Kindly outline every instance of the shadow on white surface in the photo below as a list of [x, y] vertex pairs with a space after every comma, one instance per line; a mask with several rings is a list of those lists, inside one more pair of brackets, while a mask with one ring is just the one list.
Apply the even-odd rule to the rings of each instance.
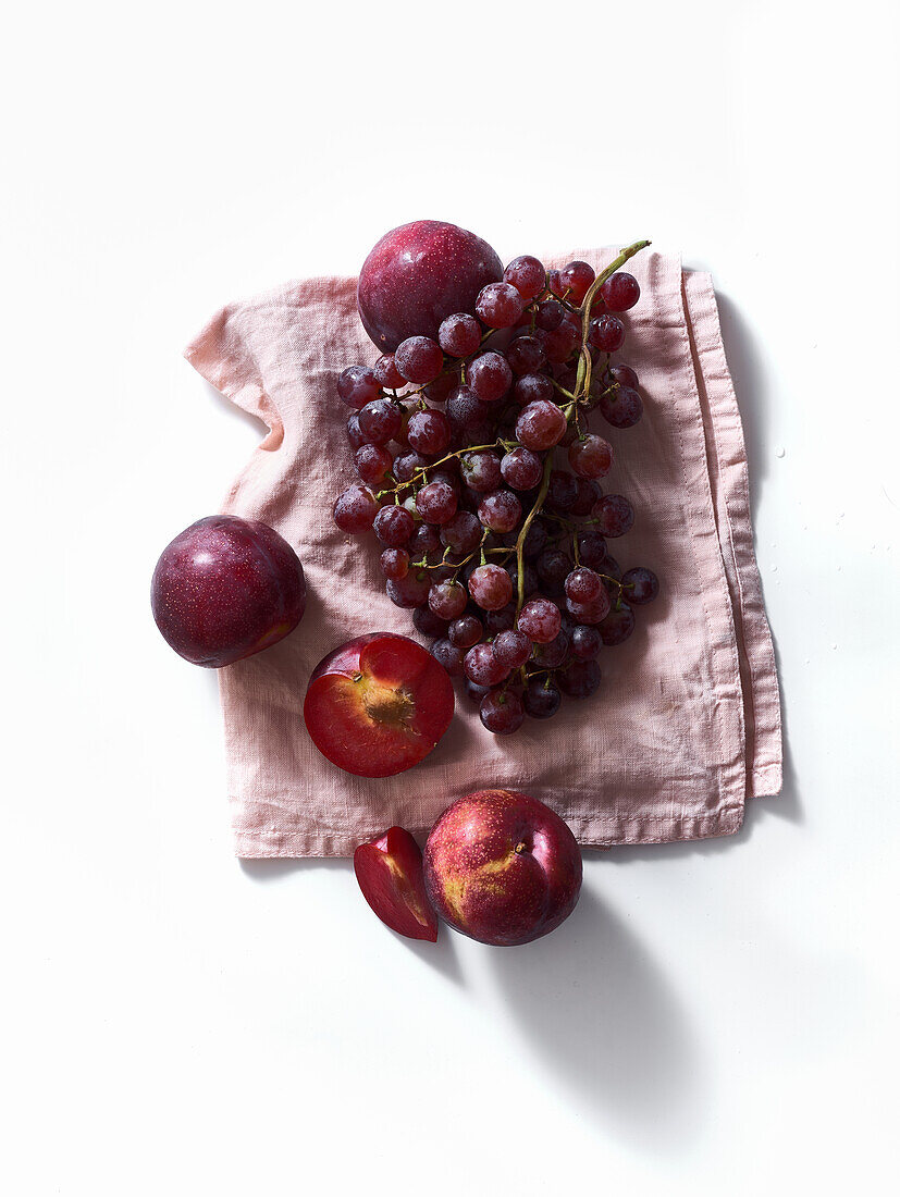
[[559, 931], [492, 950], [506, 1009], [580, 1108], [655, 1150], [687, 1150], [709, 1101], [698, 1037], [665, 973], [588, 888]]

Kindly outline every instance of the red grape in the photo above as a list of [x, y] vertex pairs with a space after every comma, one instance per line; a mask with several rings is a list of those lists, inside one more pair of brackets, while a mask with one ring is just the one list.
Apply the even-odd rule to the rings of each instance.
[[488, 282], [475, 300], [475, 315], [488, 328], [512, 328], [523, 309], [522, 296], [510, 282]]
[[537, 399], [553, 399], [553, 383], [547, 375], [522, 375], [512, 388], [512, 397], [519, 407], [527, 407]]
[[559, 636], [562, 615], [549, 598], [530, 598], [518, 613], [517, 626], [535, 644], [549, 644]]
[[597, 531], [603, 536], [624, 536], [634, 523], [634, 511], [622, 494], [604, 494], [594, 505]]
[[537, 576], [548, 587], [561, 587], [572, 571], [572, 558], [561, 548], [548, 548], [537, 558]]
[[500, 458], [489, 450], [463, 454], [460, 472], [466, 485], [479, 493], [495, 491], [500, 485]]
[[466, 367], [466, 382], [482, 403], [495, 403], [512, 385], [512, 370], [499, 353], [482, 353]]
[[348, 486], [334, 504], [334, 522], [341, 531], [367, 531], [378, 512], [378, 500], [366, 486]]
[[434, 412], [428, 408], [425, 412], [415, 412], [409, 417], [407, 425], [407, 437], [409, 444], [416, 452], [439, 457], [450, 444], [450, 421], [443, 412]]
[[568, 643], [577, 661], [594, 661], [603, 645], [596, 627], [588, 627], [584, 624], [578, 624]]
[[470, 649], [473, 644], [478, 644], [485, 630], [478, 615], [461, 615], [452, 621], [446, 634], [458, 649]]
[[428, 482], [415, 496], [415, 510], [427, 523], [444, 524], [456, 515], [456, 494], [446, 482]]
[[501, 565], [479, 565], [469, 577], [469, 594], [482, 610], [499, 610], [512, 597], [512, 579]]
[[510, 670], [500, 664], [489, 644], [475, 644], [466, 654], [463, 668], [469, 681], [476, 686], [498, 686]]
[[568, 446], [568, 464], [582, 478], [603, 478], [613, 466], [613, 446], [603, 437], [588, 433]]
[[601, 285], [600, 293], [607, 311], [627, 311], [640, 299], [640, 286], [633, 274], [618, 271]]
[[375, 517], [375, 535], [387, 548], [400, 548], [415, 531], [415, 519], [406, 508], [385, 506]]
[[640, 395], [632, 387], [612, 387], [602, 391], [597, 406], [614, 429], [631, 429], [644, 414]]
[[559, 710], [562, 695], [549, 678], [530, 678], [522, 701], [533, 719], [549, 719]]
[[457, 511], [440, 528], [440, 543], [455, 553], [470, 553], [481, 541], [481, 521], [472, 511]]
[[588, 340], [595, 350], [615, 353], [625, 340], [625, 324], [618, 316], [596, 316], [588, 327]]
[[479, 503], [478, 517], [491, 531], [512, 531], [522, 518], [522, 504], [512, 491], [493, 491]]
[[531, 257], [530, 254], [523, 254], [521, 257], [513, 257], [503, 272], [503, 280], [504, 282], [511, 282], [525, 303], [528, 303], [529, 299], [534, 299], [543, 291], [547, 282], [547, 272], [543, 268], [543, 263], [539, 262], [536, 257]]
[[603, 579], [594, 570], [580, 565], [572, 570], [565, 582], [566, 597], [573, 602], [595, 602], [604, 593]]
[[385, 548], [381, 555], [382, 573], [385, 578], [405, 578], [409, 572], [409, 553], [405, 548]]
[[559, 272], [557, 285], [560, 290], [558, 291], [557, 285], [554, 285], [554, 293], [560, 298], [565, 297], [568, 303], [577, 308], [588, 294], [588, 288], [595, 277], [594, 268], [586, 262], [570, 262]]
[[481, 326], [474, 316], [457, 311], [438, 329], [438, 344], [451, 358], [468, 358], [481, 345]]
[[428, 464], [428, 458], [418, 452], [405, 452], [394, 458], [394, 478], [408, 482], [414, 474]]
[[506, 360], [515, 375], [536, 373], [547, 360], [535, 336], [518, 336], [506, 350]]
[[385, 390], [401, 390], [406, 387], [406, 378], [397, 370], [393, 353], [382, 353], [372, 366], [372, 375], [378, 385]]
[[[530, 491], [531, 487], [537, 486], [541, 481], [543, 462], [537, 454], [519, 445], [516, 449], [510, 449], [504, 456], [500, 462], [500, 473], [507, 486], [511, 486], [516, 491]], [[531, 524], [531, 528], [534, 528], [534, 524]], [[529, 533], [531, 528], [529, 528]]]
[[462, 678], [462, 649], [457, 649], [456, 645], [451, 644], [448, 639], [440, 639], [434, 640], [432, 644], [431, 655], [438, 664], [442, 664], [444, 669], [446, 669], [451, 678]]
[[428, 607], [440, 619], [458, 619], [466, 610], [469, 596], [458, 582], [438, 582], [428, 591]]
[[565, 431], [565, 415], [555, 403], [546, 399], [523, 407], [516, 420], [516, 439], [525, 449], [536, 451], [559, 444]]
[[444, 353], [430, 336], [407, 336], [394, 352], [394, 364], [407, 382], [432, 382], [444, 365]]
[[510, 669], [518, 669], [531, 656], [531, 642], [524, 632], [510, 628], [506, 632], [500, 632], [493, 643], [493, 650], [500, 664], [509, 666]]
[[393, 440], [402, 423], [400, 412], [387, 399], [376, 399], [359, 409], [359, 427], [373, 445], [385, 445]]

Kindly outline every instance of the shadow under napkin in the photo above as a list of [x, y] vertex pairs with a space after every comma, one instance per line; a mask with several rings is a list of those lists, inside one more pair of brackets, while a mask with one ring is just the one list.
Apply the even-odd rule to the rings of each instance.
[[528, 1046], [580, 1105], [638, 1146], [689, 1146], [707, 1102], [687, 1010], [589, 888], [562, 928], [491, 964]]

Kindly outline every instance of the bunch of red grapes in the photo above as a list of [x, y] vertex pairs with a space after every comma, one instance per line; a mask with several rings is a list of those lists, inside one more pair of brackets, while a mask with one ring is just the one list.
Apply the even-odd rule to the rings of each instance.
[[334, 519], [375, 530], [388, 595], [497, 735], [592, 694], [601, 649], [659, 590], [609, 553], [634, 512], [603, 492], [613, 446], [589, 429], [594, 411], [616, 430], [641, 417], [637, 375], [612, 358], [639, 297], [613, 267], [517, 257], [437, 340], [411, 336], [338, 381], [359, 482]]

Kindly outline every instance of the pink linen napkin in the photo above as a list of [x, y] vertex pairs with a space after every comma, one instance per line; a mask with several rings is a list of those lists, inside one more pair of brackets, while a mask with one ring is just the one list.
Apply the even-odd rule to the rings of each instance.
[[[614, 250], [579, 250], [596, 269]], [[582, 844], [645, 844], [737, 831], [748, 797], [782, 784], [778, 679], [762, 606], [741, 418], [709, 274], [675, 255], [628, 267], [641, 286], [624, 354], [644, 419], [619, 432], [604, 490], [636, 509], [610, 543], [622, 569], [649, 565], [662, 593], [634, 634], [604, 649], [603, 682], [554, 719], [513, 736], [484, 730], [457, 692], [450, 731], [414, 770], [370, 780], [320, 755], [303, 722], [310, 673], [364, 632], [420, 639], [384, 594], [373, 536], [332, 521], [353, 479], [338, 373], [372, 363], [355, 279], [290, 282], [218, 312], [186, 351], [194, 367], [269, 429], [224, 511], [262, 519], [296, 548], [310, 596], [280, 644], [219, 672], [229, 797], [242, 857], [347, 856], [393, 824], [425, 834], [454, 798], [482, 786], [553, 806]]]

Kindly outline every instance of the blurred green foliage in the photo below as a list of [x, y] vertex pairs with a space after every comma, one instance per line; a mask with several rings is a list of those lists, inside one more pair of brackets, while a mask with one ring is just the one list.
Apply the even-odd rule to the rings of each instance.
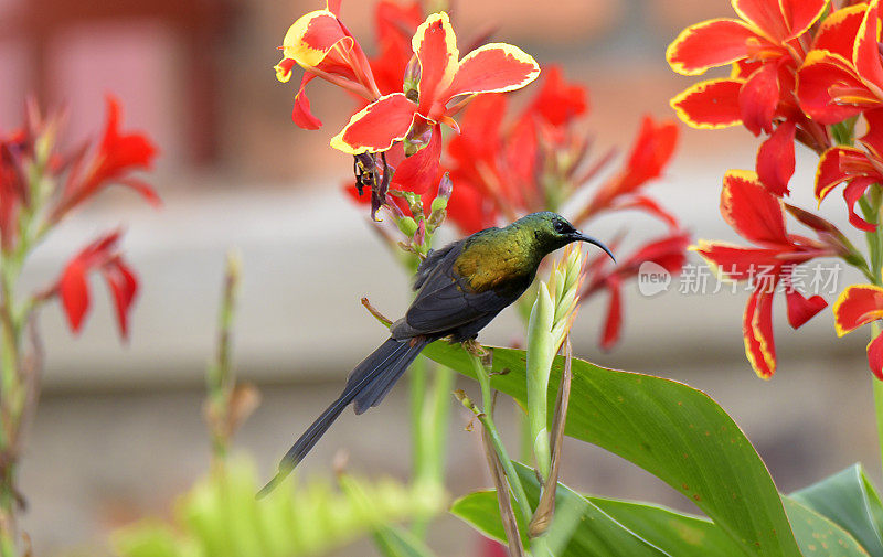
[[393, 524], [439, 513], [447, 503], [444, 494], [392, 479], [339, 480], [340, 489], [327, 480], [294, 489], [291, 482], [258, 501], [254, 464], [232, 459], [181, 496], [171, 523], [145, 519], [117, 531], [110, 542], [121, 557], [322, 555], [368, 534], [389, 536]]

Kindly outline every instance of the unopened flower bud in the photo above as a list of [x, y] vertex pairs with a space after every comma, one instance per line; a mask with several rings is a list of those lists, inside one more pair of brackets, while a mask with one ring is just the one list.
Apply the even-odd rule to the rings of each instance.
[[414, 233], [413, 242], [417, 246], [422, 246], [424, 242], [426, 242], [426, 221], [423, 218], [417, 225], [417, 232]]
[[445, 172], [445, 175], [442, 176], [442, 180], [438, 182], [438, 193], [435, 195], [433, 200], [433, 205], [430, 211], [435, 213], [436, 211], [442, 211], [448, 207], [448, 200], [450, 199], [450, 194], [454, 192], [454, 183], [450, 181], [450, 175]]
[[398, 229], [402, 231], [402, 234], [407, 237], [414, 236], [417, 232], [417, 222], [409, 216], [397, 219], [395, 224], [398, 226]]

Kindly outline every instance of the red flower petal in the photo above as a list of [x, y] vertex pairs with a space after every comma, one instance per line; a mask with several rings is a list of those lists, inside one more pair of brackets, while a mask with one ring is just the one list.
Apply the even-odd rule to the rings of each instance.
[[868, 131], [861, 137], [861, 142], [871, 151], [871, 157], [883, 158], [883, 109], [865, 110], [864, 120]]
[[407, 135], [416, 110], [402, 93], [381, 97], [355, 113], [331, 147], [349, 154], [385, 151]]
[[430, 108], [454, 79], [460, 58], [448, 14], [439, 12], [426, 18], [417, 28], [411, 45], [421, 61], [419, 111], [429, 116]]
[[540, 65], [511, 44], [491, 43], [467, 54], [459, 64], [445, 98], [474, 93], [520, 89], [540, 75]]
[[788, 195], [788, 181], [794, 174], [795, 124], [790, 120], [776, 128], [757, 150], [757, 176], [769, 193]]
[[64, 314], [74, 333], [79, 332], [83, 318], [89, 309], [89, 289], [86, 283], [86, 261], [74, 257], [64, 268], [58, 279], [58, 296], [62, 299]]
[[610, 208], [614, 210], [624, 210], [624, 208], [637, 208], [639, 211], [645, 211], [650, 215], [659, 218], [663, 223], [666, 223], [669, 228], [677, 229], [679, 227], [678, 218], [670, 212], [666, 211], [659, 203], [650, 197], [645, 195], [632, 195], [627, 199], [624, 203], [617, 203]]
[[500, 149], [500, 126], [509, 101], [504, 95], [482, 95], [460, 118], [460, 133], [450, 138], [448, 153], [460, 164], [492, 160]]
[[837, 124], [873, 105], [873, 94], [845, 58], [810, 51], [797, 73], [800, 108], [819, 124]]
[[883, 381], [883, 333], [868, 343], [868, 365], [874, 376]]
[[[763, 0], [759, 0], [763, 2]], [[768, 0], [767, 4], [770, 3]], [[740, 0], [740, 4], [744, 2]], [[779, 8], [785, 18], [788, 35], [784, 39], [789, 41], [804, 34], [816, 21], [825, 13], [828, 0], [779, 0]]]
[[128, 336], [128, 315], [135, 296], [138, 292], [138, 279], [131, 272], [131, 269], [117, 257], [108, 265], [102, 267], [102, 275], [104, 276], [107, 287], [114, 297], [114, 306], [117, 311], [117, 324], [119, 325], [119, 334], [124, 339]]
[[721, 280], [748, 280], [759, 269], [781, 264], [781, 249], [741, 247], [704, 240], [700, 240], [692, 249], [714, 268]]
[[442, 157], [442, 127], [433, 126], [429, 143], [406, 158], [395, 169], [392, 184], [395, 190], [424, 193], [438, 183], [438, 160]]
[[623, 292], [619, 280], [613, 276], [607, 279], [607, 290], [610, 292], [610, 301], [607, 306], [607, 317], [604, 319], [604, 330], [600, 335], [600, 347], [610, 350], [619, 341], [619, 333], [623, 329]]
[[634, 191], [648, 180], [659, 178], [678, 146], [678, 126], [673, 121], [656, 124], [645, 115], [638, 137], [626, 162], [620, 192]]
[[864, 18], [868, 4], [854, 4], [832, 11], [819, 24], [812, 50], [829, 51], [845, 60], [852, 60], [855, 34]]
[[850, 179], [849, 174], [840, 170], [840, 156], [848, 151], [862, 154], [860, 150], [852, 147], [833, 147], [821, 153], [819, 167], [816, 170], [816, 199], [819, 203], [837, 185]]
[[464, 232], [475, 232], [492, 226], [497, 212], [490, 200], [466, 180], [458, 179], [448, 200], [448, 218]]
[[543, 75], [540, 93], [524, 110], [525, 116], [538, 114], [552, 126], [563, 126], [588, 111], [588, 90], [582, 85], [566, 83], [560, 66], [546, 66]]
[[641, 264], [652, 261], [671, 275], [680, 275], [687, 261], [685, 251], [689, 244], [690, 234], [684, 232], [652, 239], [631, 254], [628, 259], [617, 265], [616, 272], [624, 277], [626, 275], [620, 269], [628, 269], [627, 276], [634, 276], [639, 272]]
[[781, 200], [766, 191], [757, 174], [730, 170], [721, 191], [721, 215], [745, 239], [757, 244], [790, 244]]
[[301, 129], [319, 129], [322, 127], [322, 120], [315, 117], [310, 111], [310, 99], [307, 98], [307, 93], [304, 87], [316, 77], [316, 74], [304, 72], [304, 77], [300, 79], [300, 88], [295, 95], [295, 107], [291, 109], [291, 121], [294, 121]]
[[699, 129], [720, 129], [742, 124], [738, 94], [742, 79], [710, 79], [692, 85], [669, 103], [678, 118]]
[[288, 28], [283, 40], [283, 55], [302, 67], [316, 67], [344, 39], [352, 41], [337, 15], [329, 10], [316, 10], [301, 15]]
[[745, 355], [762, 379], [768, 379], [776, 373], [776, 344], [773, 339], [774, 290], [775, 285], [758, 285], [754, 289], [745, 306], [742, 323]]
[[800, 329], [804, 323], [828, 307], [828, 302], [821, 296], [806, 298], [790, 285], [785, 288], [785, 300], [788, 308], [788, 323], [794, 329]]
[[684, 29], [666, 50], [671, 68], [682, 75], [696, 75], [748, 55], [748, 39], [757, 33], [738, 20], [715, 19]]
[[117, 254], [119, 231], [99, 237], [79, 251], [62, 271], [57, 282], [67, 322], [74, 333], [79, 332], [83, 319], [89, 309], [87, 275], [98, 269], [105, 277], [117, 308], [120, 333], [127, 333], [126, 318], [137, 290], [137, 280]]
[[833, 311], [838, 336], [883, 319], [883, 288], [874, 285], [852, 285], [840, 293]]
[[778, 64], [764, 64], [755, 72], [738, 95], [742, 122], [755, 136], [773, 131], [773, 116], [779, 103]]

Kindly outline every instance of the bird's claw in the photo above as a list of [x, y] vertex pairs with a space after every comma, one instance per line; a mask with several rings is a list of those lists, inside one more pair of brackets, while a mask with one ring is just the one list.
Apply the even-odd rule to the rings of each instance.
────────────────────
▶ EXERCISE GOAL
Could you output the records above word for word, from their very beginning through the line containing "973], [588, 888]]", including that line, and leave the pictures out?

▶ RESPONSE TO THIS EXERCISE
Kindly outline every instance of the shadow on white surface in the photo below as a list of [x, y] vertex pairs with a space after every comma, one instance per line; a mask with several rings is a list of those lists, inside one more pair of brackets, while a mask with one ring is just the one list.
Apply the even-odd rule to the rings of each instance.
[[559, 931], [492, 950], [506, 1009], [580, 1108], [655, 1150], [687, 1150], [709, 1101], [698, 1037], [665, 973], [588, 888]]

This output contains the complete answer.